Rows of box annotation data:
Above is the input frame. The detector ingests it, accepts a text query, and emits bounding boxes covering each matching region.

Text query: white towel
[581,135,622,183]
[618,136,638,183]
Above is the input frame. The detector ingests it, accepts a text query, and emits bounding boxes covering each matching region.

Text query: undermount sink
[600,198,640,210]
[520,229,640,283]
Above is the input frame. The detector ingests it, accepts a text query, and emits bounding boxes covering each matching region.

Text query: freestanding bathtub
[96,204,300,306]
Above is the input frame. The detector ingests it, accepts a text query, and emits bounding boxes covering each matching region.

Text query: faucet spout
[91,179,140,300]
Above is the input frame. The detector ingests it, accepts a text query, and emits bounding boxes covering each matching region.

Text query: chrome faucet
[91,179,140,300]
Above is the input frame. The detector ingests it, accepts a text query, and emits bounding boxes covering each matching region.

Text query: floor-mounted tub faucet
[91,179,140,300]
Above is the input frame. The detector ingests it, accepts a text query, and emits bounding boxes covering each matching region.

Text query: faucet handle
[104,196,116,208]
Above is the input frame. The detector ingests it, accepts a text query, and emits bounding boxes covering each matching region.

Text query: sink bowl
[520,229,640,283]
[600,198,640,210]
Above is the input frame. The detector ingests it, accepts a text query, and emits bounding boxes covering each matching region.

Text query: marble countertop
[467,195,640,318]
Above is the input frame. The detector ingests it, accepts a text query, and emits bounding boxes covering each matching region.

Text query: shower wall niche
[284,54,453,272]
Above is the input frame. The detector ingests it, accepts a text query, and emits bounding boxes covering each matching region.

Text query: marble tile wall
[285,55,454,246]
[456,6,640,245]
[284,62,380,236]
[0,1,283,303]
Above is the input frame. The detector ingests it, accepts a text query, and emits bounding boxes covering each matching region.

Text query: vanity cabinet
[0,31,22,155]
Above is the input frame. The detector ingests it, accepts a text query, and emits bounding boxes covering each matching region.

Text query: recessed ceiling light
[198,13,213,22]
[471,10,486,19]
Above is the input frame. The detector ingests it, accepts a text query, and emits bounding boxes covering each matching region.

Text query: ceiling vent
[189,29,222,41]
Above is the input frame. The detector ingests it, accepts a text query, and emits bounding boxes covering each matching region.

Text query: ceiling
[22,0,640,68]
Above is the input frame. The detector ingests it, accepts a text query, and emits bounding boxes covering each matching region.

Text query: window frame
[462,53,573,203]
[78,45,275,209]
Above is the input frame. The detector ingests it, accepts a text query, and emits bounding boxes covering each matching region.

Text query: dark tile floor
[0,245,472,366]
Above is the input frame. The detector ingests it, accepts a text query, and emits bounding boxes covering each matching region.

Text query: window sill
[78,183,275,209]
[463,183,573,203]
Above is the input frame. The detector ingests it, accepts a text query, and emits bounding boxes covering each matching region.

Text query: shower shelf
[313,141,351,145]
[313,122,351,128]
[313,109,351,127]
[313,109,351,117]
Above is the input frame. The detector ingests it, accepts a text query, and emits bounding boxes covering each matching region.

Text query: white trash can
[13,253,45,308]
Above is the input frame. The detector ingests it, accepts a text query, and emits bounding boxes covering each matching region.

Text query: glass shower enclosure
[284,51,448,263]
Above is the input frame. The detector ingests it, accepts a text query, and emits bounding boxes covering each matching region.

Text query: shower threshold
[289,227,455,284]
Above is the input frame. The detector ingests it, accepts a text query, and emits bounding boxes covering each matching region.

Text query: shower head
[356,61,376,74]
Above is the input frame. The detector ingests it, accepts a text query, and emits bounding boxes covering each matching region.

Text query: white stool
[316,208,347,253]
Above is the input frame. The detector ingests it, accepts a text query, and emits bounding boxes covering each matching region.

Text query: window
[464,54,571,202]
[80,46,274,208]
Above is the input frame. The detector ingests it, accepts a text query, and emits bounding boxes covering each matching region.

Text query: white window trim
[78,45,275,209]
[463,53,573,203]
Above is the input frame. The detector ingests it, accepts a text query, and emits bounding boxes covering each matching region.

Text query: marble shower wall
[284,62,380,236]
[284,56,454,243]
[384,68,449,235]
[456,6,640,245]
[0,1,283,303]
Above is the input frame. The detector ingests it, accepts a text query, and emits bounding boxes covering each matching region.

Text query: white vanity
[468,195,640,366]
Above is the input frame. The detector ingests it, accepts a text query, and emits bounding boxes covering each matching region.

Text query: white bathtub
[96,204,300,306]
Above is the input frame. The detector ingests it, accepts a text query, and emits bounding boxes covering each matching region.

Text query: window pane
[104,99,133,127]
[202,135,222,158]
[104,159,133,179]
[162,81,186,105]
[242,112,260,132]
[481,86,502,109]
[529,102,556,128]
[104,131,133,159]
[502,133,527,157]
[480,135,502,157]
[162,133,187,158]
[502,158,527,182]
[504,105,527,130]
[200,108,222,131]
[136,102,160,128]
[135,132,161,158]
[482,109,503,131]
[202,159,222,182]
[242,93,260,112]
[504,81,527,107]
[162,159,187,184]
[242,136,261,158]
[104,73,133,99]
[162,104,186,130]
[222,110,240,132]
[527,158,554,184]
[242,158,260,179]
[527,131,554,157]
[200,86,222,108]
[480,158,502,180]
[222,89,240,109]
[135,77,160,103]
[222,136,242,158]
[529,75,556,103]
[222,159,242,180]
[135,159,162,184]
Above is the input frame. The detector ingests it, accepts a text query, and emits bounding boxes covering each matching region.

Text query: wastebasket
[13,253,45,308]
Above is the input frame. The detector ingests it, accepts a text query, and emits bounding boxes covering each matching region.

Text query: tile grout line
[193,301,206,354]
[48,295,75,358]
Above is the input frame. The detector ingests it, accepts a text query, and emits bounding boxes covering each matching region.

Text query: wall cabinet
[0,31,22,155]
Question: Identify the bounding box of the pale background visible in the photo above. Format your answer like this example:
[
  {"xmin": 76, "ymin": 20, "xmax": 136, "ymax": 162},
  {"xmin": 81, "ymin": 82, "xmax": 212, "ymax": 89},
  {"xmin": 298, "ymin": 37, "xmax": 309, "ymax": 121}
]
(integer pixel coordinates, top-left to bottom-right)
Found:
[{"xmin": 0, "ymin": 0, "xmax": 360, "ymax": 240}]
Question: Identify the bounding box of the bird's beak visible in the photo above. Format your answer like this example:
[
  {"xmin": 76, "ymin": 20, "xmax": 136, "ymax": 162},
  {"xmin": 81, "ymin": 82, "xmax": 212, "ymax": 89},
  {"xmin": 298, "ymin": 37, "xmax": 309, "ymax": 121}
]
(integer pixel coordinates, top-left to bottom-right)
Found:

» **Challenge**: Count the lines of the material above that contain the word "like", and reply with the number alone.

» **Solution for this task**: 2